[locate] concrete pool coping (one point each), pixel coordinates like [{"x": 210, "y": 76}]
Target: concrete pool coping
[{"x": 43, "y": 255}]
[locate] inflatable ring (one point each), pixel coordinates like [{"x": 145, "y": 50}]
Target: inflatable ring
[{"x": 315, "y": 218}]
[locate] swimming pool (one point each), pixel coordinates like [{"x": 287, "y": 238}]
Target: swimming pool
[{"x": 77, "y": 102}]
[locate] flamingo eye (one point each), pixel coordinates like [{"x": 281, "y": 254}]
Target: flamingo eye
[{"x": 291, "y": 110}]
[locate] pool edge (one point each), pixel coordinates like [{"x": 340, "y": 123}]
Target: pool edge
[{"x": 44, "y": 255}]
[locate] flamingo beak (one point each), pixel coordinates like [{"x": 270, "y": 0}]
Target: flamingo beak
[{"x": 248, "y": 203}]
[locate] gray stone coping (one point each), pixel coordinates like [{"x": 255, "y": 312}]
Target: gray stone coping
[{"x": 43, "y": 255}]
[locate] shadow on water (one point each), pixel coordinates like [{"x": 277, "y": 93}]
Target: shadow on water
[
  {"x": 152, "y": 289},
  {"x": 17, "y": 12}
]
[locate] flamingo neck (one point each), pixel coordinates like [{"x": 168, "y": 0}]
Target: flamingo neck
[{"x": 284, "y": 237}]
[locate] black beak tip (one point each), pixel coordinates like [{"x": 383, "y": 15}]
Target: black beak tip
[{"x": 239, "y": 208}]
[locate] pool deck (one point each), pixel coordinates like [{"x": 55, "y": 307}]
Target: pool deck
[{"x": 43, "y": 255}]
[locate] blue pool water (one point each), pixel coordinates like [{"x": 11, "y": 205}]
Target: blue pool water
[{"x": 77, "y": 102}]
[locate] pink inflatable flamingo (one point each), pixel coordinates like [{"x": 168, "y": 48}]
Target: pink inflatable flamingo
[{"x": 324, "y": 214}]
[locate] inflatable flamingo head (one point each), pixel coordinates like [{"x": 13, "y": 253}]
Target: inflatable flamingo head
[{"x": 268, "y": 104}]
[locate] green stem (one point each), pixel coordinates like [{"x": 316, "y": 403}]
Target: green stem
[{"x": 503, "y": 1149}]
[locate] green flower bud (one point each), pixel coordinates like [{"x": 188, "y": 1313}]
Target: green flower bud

= = =

Please copy the lines above word for word, keeping every character and line break the same.

• _Result_
[locate] concrete pool coping (one point each), pixel coordinates like [{"x": 210, "y": 76}]
Target: concrete pool coping
[{"x": 43, "y": 255}]
[locate] inflatable ring (one point each), pixel coordinates like [{"x": 145, "y": 50}]
Target: inflatable ring
[{"x": 315, "y": 218}]
[locate] swimming pool (one point each), pixel coordinates like [{"x": 287, "y": 238}]
Target: swimming pool
[{"x": 77, "y": 102}]
[locate] flamingo eye (one point each), pixel coordinates like [{"x": 281, "y": 254}]
Target: flamingo eye
[{"x": 291, "y": 110}]
[locate] pool edge (one point each), pixel coordinates like [{"x": 340, "y": 123}]
Target: pool edge
[{"x": 44, "y": 255}]
[locate] flamingo beak (one point each), pixel coordinates like [{"x": 270, "y": 0}]
Target: flamingo beak
[{"x": 248, "y": 203}]
[locate] gray stone coping (one point each), pixel coordinates like [{"x": 255, "y": 312}]
Target: gray stone coping
[{"x": 43, "y": 255}]
[locate] shadow on water (one point each), pixel coordinates like [{"x": 277, "y": 93}]
Target: shadow on water
[
  {"x": 152, "y": 289},
  {"x": 17, "y": 12}
]
[locate] flamingo neck (one point each), pixel coordinates like [{"x": 168, "y": 0}]
Target: flamingo neck
[{"x": 284, "y": 237}]
[locate] black beak tip (one point each), pixel coordinates like [{"x": 383, "y": 15}]
Target: black beak tip
[{"x": 239, "y": 208}]
[locate] pool deck (one point each), pixel coordinates like [{"x": 55, "y": 307}]
Target: pool deck
[{"x": 43, "y": 255}]
[locate] blue pool water (one point each), pixel coordinates like [{"x": 11, "y": 205}]
Target: blue pool water
[{"x": 77, "y": 102}]
[locate] pink inflatable flamingo (one point each), pixel coordinates like [{"x": 168, "y": 48}]
Target: pink inflatable flamingo
[{"x": 324, "y": 214}]
[locate] inflatable flamingo head (one point each), pixel coordinates like [{"x": 13, "y": 253}]
Target: inflatable flamingo head
[{"x": 268, "y": 104}]
[locate] green stem (one point each), pixel coordinates like [{"x": 316, "y": 403}]
Target: green stem
[{"x": 503, "y": 1149}]
[locate] green flower bud (one point each), pixel coordinates like [{"x": 188, "y": 1313}]
Target: green flower bud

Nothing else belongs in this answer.